(Stored items from a collection)
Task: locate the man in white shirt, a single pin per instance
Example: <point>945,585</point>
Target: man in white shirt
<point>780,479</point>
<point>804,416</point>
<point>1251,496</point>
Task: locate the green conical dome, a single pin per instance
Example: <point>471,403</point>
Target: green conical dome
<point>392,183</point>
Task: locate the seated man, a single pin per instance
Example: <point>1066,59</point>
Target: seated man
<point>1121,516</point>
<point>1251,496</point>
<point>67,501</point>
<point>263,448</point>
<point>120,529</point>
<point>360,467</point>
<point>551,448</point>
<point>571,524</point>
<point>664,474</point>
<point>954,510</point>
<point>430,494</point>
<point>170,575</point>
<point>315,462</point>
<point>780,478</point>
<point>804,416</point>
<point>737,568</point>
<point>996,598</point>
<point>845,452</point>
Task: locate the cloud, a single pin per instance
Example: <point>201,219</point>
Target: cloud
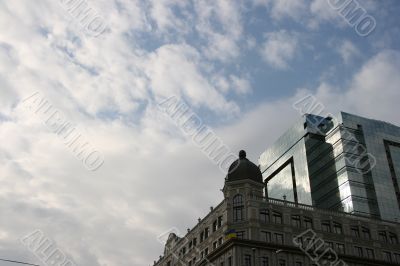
<point>153,178</point>
<point>348,51</point>
<point>279,48</point>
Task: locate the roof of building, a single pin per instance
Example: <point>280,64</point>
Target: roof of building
<point>243,168</point>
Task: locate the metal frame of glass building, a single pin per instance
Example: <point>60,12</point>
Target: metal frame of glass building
<point>347,163</point>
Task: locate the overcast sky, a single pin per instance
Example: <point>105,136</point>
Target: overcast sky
<point>239,65</point>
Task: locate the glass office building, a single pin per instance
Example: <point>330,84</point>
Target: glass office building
<point>347,163</point>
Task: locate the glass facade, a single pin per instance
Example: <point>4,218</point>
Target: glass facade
<point>349,164</point>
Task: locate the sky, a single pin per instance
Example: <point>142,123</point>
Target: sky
<point>238,65</point>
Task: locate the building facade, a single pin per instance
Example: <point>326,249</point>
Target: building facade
<point>248,229</point>
<point>348,163</point>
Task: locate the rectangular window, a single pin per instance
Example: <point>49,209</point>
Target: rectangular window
<point>307,222</point>
<point>396,257</point>
<point>370,253</point>
<point>279,238</point>
<point>215,226</point>
<point>337,228</point>
<point>240,234</point>
<point>358,251</point>
<point>382,236</point>
<point>219,221</point>
<point>354,231</point>
<point>206,232</point>
<point>387,256</point>
<point>366,233</point>
<point>326,226</point>
<point>264,215</point>
<point>265,236</point>
<point>340,248</point>
<point>277,218</point>
<point>393,238</point>
<point>264,261</point>
<point>247,260</point>
<point>296,220</point>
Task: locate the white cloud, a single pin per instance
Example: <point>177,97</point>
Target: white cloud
<point>348,51</point>
<point>108,87</point>
<point>279,48</point>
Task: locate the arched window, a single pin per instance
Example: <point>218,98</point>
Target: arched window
<point>238,208</point>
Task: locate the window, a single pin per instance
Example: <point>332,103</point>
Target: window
<point>337,228</point>
<point>358,251</point>
<point>340,248</point>
<point>265,236</point>
<point>215,226</point>
<point>277,217</point>
<point>264,215</point>
<point>238,208</point>
<point>393,238</point>
<point>307,222</point>
<point>264,261</point>
<point>354,231</point>
<point>279,238</point>
<point>396,257</point>
<point>329,244</point>
<point>240,234</point>
<point>247,260</point>
<point>366,233</point>
<point>219,221</point>
<point>326,226</point>
<point>370,253</point>
<point>382,236</point>
<point>296,220</point>
<point>206,232</point>
<point>387,256</point>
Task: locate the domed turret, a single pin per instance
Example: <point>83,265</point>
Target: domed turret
<point>242,168</point>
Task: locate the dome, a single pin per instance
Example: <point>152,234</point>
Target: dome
<point>242,168</point>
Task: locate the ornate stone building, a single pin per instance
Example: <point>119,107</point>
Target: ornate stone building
<point>247,229</point>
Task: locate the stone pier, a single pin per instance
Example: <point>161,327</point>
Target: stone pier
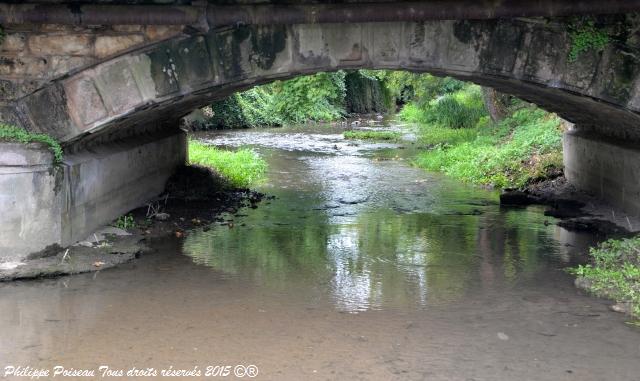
<point>47,206</point>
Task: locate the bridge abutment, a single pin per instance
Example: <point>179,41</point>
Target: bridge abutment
<point>607,168</point>
<point>47,206</point>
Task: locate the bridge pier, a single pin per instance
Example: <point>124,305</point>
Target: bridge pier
<point>607,168</point>
<point>46,207</point>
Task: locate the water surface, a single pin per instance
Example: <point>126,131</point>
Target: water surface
<point>362,267</point>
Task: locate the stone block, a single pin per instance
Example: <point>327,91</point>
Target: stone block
<point>14,42</point>
<point>85,103</point>
<point>117,86</point>
<point>161,32</point>
<point>110,45</point>
<point>52,44</point>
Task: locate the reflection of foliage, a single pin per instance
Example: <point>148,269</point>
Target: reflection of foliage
<point>372,135</point>
<point>382,257</point>
<point>585,36</point>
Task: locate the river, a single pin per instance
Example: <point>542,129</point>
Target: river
<point>362,268</point>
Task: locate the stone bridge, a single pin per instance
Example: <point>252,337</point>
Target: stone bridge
<point>112,89</point>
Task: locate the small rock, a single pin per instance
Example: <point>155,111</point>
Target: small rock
<point>620,307</point>
<point>162,216</point>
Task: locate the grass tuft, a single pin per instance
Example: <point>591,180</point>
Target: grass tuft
<point>520,149</point>
<point>241,168</point>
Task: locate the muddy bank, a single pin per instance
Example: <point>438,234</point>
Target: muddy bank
<point>194,197</point>
<point>578,211</point>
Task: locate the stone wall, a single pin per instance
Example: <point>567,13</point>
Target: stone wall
<point>606,168</point>
<point>162,82</point>
<point>45,207</point>
<point>33,55</point>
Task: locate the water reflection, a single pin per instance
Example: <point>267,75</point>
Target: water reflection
<point>367,234</point>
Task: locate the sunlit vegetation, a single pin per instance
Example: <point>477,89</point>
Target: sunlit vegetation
<point>14,134</point>
<point>459,134</point>
<point>463,141</point>
<point>459,109</point>
<point>320,97</point>
<point>240,168</point>
<point>372,135</point>
<point>615,272</point>
<point>586,36</point>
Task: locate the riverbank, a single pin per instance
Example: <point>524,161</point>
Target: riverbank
<point>193,198</point>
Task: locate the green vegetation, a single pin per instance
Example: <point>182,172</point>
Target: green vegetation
<point>522,148</point>
<point>319,97</point>
<point>586,36</point>
<point>615,271</point>
<point>240,168</point>
<point>372,135</point>
<point>125,222</point>
<point>14,134</point>
<point>459,109</point>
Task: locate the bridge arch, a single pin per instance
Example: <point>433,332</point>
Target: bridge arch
<point>143,93</point>
<point>159,83</point>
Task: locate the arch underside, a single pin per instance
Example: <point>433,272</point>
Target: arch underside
<point>158,84</point>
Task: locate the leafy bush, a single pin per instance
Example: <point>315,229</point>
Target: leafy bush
<point>364,93</point>
<point>240,168</point>
<point>461,109</point>
<point>125,222</point>
<point>615,271</point>
<point>521,148</point>
<point>372,135</point>
<point>315,97</point>
<point>586,36</point>
<point>14,134</point>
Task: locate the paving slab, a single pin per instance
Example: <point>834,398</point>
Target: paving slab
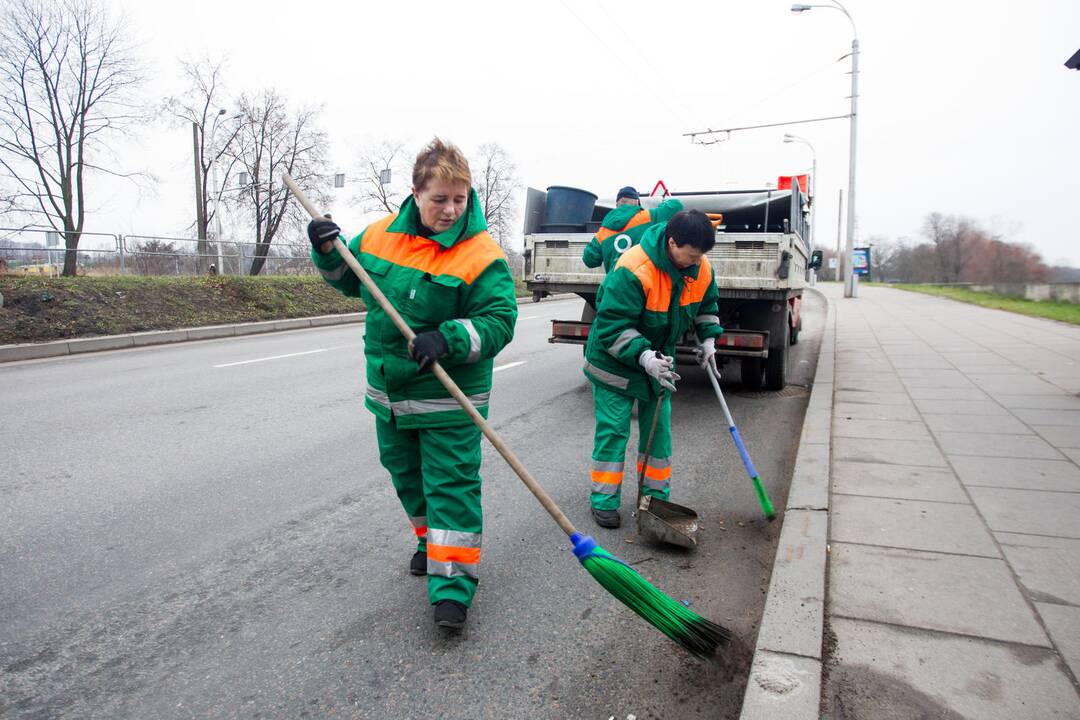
<point>1016,473</point>
<point>947,393</point>
<point>821,397</point>
<point>1063,624</point>
<point>934,406</point>
<point>887,673</point>
<point>1040,402</point>
<point>901,430</point>
<point>817,426</point>
<point>792,621</point>
<point>871,397</point>
<point>1060,436</point>
<point>882,381</point>
<point>904,481</point>
<point>782,687</point>
<point>900,452</point>
<point>1061,418</point>
<point>1048,567</point>
<point>1015,384</point>
<point>943,382</point>
<point>810,479</point>
<point>974,596</point>
<point>904,363</point>
<point>976,423</point>
<point>988,445</point>
<point>982,357</point>
<point>867,411</point>
<point>910,524</point>
<point>1039,512</point>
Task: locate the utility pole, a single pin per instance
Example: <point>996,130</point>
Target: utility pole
<point>200,203</point>
<point>851,287</point>
<point>839,226</point>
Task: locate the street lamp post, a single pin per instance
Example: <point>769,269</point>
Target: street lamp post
<point>850,281</point>
<point>813,193</point>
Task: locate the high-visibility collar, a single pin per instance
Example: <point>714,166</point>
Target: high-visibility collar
<point>471,221</point>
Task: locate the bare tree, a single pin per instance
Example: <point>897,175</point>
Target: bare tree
<point>273,139</point>
<point>214,130</point>
<point>374,194</point>
<point>497,184</point>
<point>66,80</point>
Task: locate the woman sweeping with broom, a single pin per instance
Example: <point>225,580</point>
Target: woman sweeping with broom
<point>686,627</point>
<point>437,266</point>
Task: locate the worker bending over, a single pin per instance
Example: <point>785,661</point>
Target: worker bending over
<point>623,228</point>
<point>657,291</point>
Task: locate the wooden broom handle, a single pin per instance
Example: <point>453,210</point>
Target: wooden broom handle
<point>444,378</point>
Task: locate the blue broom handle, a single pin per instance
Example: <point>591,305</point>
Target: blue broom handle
<point>742,450</point>
<point>713,375</point>
<point>731,423</point>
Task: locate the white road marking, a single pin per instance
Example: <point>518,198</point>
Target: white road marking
<point>262,360</point>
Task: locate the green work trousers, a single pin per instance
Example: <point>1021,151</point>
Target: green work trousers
<point>612,412</point>
<point>436,474</point>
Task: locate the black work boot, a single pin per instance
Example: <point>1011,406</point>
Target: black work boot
<point>450,613</point>
<point>607,518</point>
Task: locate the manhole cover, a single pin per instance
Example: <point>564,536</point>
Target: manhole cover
<point>790,391</point>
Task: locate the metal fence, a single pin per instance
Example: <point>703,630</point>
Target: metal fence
<point>41,253</point>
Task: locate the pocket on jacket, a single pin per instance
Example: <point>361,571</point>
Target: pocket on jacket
<point>433,299</point>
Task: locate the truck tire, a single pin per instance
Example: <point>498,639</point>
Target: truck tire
<point>775,364</point>
<point>752,370</point>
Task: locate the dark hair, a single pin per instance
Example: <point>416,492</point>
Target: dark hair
<point>691,228</point>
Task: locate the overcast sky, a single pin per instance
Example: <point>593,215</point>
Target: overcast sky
<point>966,107</point>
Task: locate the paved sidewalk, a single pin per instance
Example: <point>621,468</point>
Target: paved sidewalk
<point>954,566</point>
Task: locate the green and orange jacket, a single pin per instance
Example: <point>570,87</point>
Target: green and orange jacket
<point>622,229</point>
<point>457,282</point>
<point>647,303</point>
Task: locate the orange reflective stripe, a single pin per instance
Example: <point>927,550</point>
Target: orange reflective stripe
<point>467,259</point>
<point>693,290</point>
<point>607,477</point>
<point>656,473</point>
<point>640,218</point>
<point>656,285</point>
<point>451,554</point>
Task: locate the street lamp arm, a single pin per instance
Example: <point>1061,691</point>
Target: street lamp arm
<point>835,5</point>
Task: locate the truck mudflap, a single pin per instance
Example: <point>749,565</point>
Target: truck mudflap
<point>733,343</point>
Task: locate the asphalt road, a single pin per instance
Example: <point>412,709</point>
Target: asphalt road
<point>204,530</point>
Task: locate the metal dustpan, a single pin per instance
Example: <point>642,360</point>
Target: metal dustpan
<point>666,521</point>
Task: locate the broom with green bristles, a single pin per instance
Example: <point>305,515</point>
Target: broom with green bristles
<point>686,627</point>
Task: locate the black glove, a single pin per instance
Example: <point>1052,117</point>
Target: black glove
<point>322,231</point>
<point>427,348</point>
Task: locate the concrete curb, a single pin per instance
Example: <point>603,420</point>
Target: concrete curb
<point>39,350</point>
<point>78,345</point>
<point>786,674</point>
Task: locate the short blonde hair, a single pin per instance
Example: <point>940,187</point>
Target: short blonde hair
<point>441,161</point>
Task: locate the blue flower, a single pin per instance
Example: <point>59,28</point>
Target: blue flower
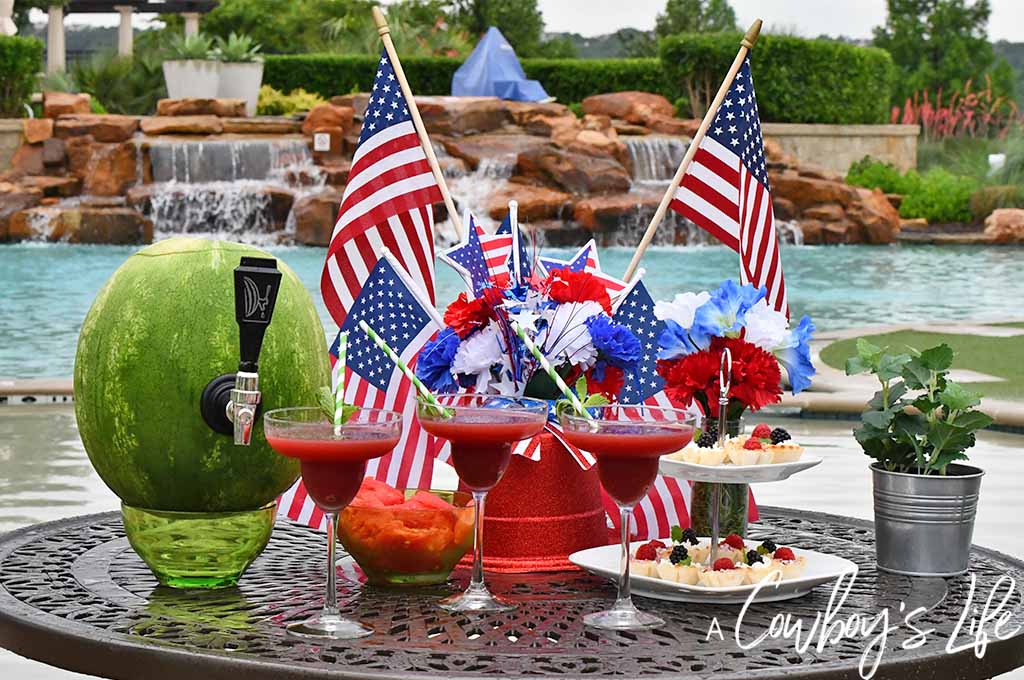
<point>725,312</point>
<point>614,342</point>
<point>675,341</point>
<point>795,355</point>
<point>434,365</point>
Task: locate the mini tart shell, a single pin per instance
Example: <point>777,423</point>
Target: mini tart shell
<point>722,579</point>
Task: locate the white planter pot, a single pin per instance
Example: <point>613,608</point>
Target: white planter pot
<point>192,79</point>
<point>241,81</point>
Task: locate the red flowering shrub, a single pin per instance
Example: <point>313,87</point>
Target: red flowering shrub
<point>467,315</point>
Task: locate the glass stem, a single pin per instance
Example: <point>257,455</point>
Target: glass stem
<point>476,580</point>
<point>624,599</point>
<point>331,596</point>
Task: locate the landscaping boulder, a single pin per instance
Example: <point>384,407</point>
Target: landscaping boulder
<point>606,213</point>
<point>328,116</point>
<point>182,125</point>
<point>201,107</point>
<point>103,169</point>
<point>315,215</point>
<point>572,171</point>
<point>105,127</point>
<point>444,115</point>
<point>37,129</point>
<point>1006,225</point>
<point>536,203</point>
<point>632,107</point>
<point>58,103</point>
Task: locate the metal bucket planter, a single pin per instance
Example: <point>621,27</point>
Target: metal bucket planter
<point>924,523</point>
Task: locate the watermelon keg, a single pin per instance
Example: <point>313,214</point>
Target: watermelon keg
<point>176,356</point>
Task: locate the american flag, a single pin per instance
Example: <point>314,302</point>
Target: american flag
<point>387,202</point>
<point>391,304</point>
<point>725,189</point>
<point>668,500</point>
<point>585,260</point>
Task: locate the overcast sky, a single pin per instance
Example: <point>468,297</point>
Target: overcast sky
<point>853,18</point>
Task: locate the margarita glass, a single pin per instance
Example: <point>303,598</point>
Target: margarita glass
<point>333,462</point>
<point>627,440</point>
<point>481,430</point>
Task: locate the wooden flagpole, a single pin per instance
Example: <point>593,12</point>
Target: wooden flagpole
<point>385,34</point>
<point>745,45</point>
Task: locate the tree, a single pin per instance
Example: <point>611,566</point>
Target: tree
<point>519,22</point>
<point>695,16</point>
<point>940,44</point>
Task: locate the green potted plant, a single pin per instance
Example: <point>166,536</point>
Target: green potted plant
<point>916,428</point>
<point>190,71</point>
<point>241,70</point>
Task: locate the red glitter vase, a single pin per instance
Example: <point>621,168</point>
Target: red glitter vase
<point>542,511</point>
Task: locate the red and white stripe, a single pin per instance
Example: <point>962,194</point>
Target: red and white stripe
<point>720,196</point>
<point>387,203</point>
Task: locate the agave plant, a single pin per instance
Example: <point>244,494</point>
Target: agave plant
<point>197,46</point>
<point>238,48</point>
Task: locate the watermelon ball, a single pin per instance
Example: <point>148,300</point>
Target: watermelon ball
<point>159,331</point>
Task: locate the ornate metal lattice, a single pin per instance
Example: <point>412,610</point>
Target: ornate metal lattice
<point>75,594</point>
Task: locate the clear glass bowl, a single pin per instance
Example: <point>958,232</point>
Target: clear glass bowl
<point>398,546</point>
<point>198,549</point>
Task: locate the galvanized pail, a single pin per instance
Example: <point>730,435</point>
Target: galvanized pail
<point>924,523</point>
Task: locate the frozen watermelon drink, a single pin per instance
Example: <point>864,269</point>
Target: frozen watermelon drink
<point>481,430</point>
<point>333,462</point>
<point>627,440</point>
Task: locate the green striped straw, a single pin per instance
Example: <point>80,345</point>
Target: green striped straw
<point>550,370</point>
<point>427,395</point>
<point>339,394</point>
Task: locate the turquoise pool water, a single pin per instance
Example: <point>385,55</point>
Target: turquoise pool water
<point>46,289</point>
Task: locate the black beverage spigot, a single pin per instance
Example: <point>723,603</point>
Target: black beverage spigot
<point>229,401</point>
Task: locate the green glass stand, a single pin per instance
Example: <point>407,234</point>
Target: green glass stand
<point>198,549</point>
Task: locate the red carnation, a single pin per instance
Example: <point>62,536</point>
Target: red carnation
<point>465,316</point>
<point>611,385</point>
<point>567,286</point>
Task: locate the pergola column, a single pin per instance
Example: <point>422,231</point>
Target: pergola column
<point>125,39</point>
<point>54,40</point>
<point>192,23</point>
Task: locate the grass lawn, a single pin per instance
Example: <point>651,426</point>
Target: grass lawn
<point>1003,357</point>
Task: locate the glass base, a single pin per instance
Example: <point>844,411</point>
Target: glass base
<point>333,627</point>
<point>476,599</point>
<point>623,619</point>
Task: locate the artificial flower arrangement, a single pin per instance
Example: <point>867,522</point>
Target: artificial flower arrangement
<point>700,326</point>
<point>566,313</point>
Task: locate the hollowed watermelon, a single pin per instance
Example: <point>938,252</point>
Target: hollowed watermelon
<point>158,332</point>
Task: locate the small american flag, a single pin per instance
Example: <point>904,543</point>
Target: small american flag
<point>393,306</point>
<point>668,500</point>
<point>387,202</point>
<point>725,189</point>
<point>586,260</point>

The exercise:
Could you arrange the rows starting at the line containing "Task: locate the black glove, a" and ending at the line containing "<point>441,161</point>", both lines included, as a two-column CSV with the header text,answer? Use one CSV line per row, put each value in its own quoted field, and replace line breaks with spaces.

Task solution:
text,answer
"Task: locate the black glove, a single pin per instance Example: <point>1052,117</point> Target: black glove","<point>322,231</point> <point>427,348</point>"
"Task: locate the concrete curb, a single pin per instance Example: <point>603,420</point> Target: concrete curb","<point>39,350</point> <point>78,345</point> <point>786,674</point>"
"Task: locate the short blonde hair, a single pin per instance Example: <point>940,187</point> Target: short blonde hair","<point>441,161</point>"